[REQUIRED ACTIONS]
a: Reproduce the portion of the passage on ancient life on Mars starting at "There's little evidence" and ending at "on ancient Mars.".
b: According to the passage on ancient life on Mars, what produces Earth's active magnetic field?

Could this be the key to finding ancient life on Mars?

There's little evidence that life currently exists on Mars, but that might not have always been the case. When Mars was young, some 4 billion years ago, it may have hosted very similar conditions to the early Earth, and if the chemical processes behind the emergence of life on Earth are as simple as the new research indicates, then it's not just possible but likely that similar processes would have been carried out on ancient Mars.

The problem is that those early conditions did not develop the same way conditions on Earth did. Earth has an active magnetic field, produced by the dynamo of the Earth's solid iron core surrounded by a molten iron-nickel outer core. This protected Earth's atmosphere from the solar winds which in turn shielded Earth from the harmful UV radiation that would have killed primordial life on the surface.

Mars does not have an active magnetic field, and so its atmosphere has slowly been stripped away by the Sun, making the planet's surface inhospitable to life as we know it, and it is likely that it has been this way for billions of years.

But just as Mars lacks an active magnetic field, it also lacks the kind of plate tectonics that Earth has, meaning that the basaltic rock across its surface has not been recycled back into the mantle the way ancient Earth's crust has. That means that signs of these primordial processes might still exist on Mars' surface and that we might be able to detect them.

"If life emerged on Earth via this simple path, then it also likely emerged on Mars," Benner said. "This makes it even more important to seek life on Mars as soon as we can."

[MATERIAL SUPPLIED]
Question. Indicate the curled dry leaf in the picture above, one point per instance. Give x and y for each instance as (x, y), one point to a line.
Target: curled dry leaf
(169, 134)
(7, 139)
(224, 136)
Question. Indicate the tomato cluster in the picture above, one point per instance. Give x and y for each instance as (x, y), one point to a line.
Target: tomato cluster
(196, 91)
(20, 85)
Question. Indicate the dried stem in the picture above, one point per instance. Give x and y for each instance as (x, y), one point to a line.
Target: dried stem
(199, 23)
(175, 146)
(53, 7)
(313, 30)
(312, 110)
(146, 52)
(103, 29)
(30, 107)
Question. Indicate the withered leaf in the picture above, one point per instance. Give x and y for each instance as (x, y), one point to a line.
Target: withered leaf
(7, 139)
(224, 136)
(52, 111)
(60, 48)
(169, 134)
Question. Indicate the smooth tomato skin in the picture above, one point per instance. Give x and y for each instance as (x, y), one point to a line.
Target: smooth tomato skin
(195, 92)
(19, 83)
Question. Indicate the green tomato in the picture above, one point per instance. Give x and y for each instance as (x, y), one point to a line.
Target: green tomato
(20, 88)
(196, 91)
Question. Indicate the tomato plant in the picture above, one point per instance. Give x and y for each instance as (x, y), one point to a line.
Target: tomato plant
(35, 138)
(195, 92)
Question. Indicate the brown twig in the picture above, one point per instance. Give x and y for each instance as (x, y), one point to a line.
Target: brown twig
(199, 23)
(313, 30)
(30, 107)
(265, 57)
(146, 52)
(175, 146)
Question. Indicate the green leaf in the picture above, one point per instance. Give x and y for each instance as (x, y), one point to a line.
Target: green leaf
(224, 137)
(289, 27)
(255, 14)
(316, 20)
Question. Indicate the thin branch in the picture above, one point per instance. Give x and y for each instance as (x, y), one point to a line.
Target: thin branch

[SOLUTIONS TO EACH TASK]
a:
There's little evidence that life currently exists on Mars, but that might not have always been the case. When Mars was young, some 4 billion years ago, it may have hosted very similar conditions to the early Earth, and if the chemical processes behind the emergence of life on Earth are as simple as the new research indicates, then it's not just possible but likely that similar processes would have been carried out on ancient Mars.

b: The dynamo of Earth's solid iron core surrounded by a molten iron-nickel outer core.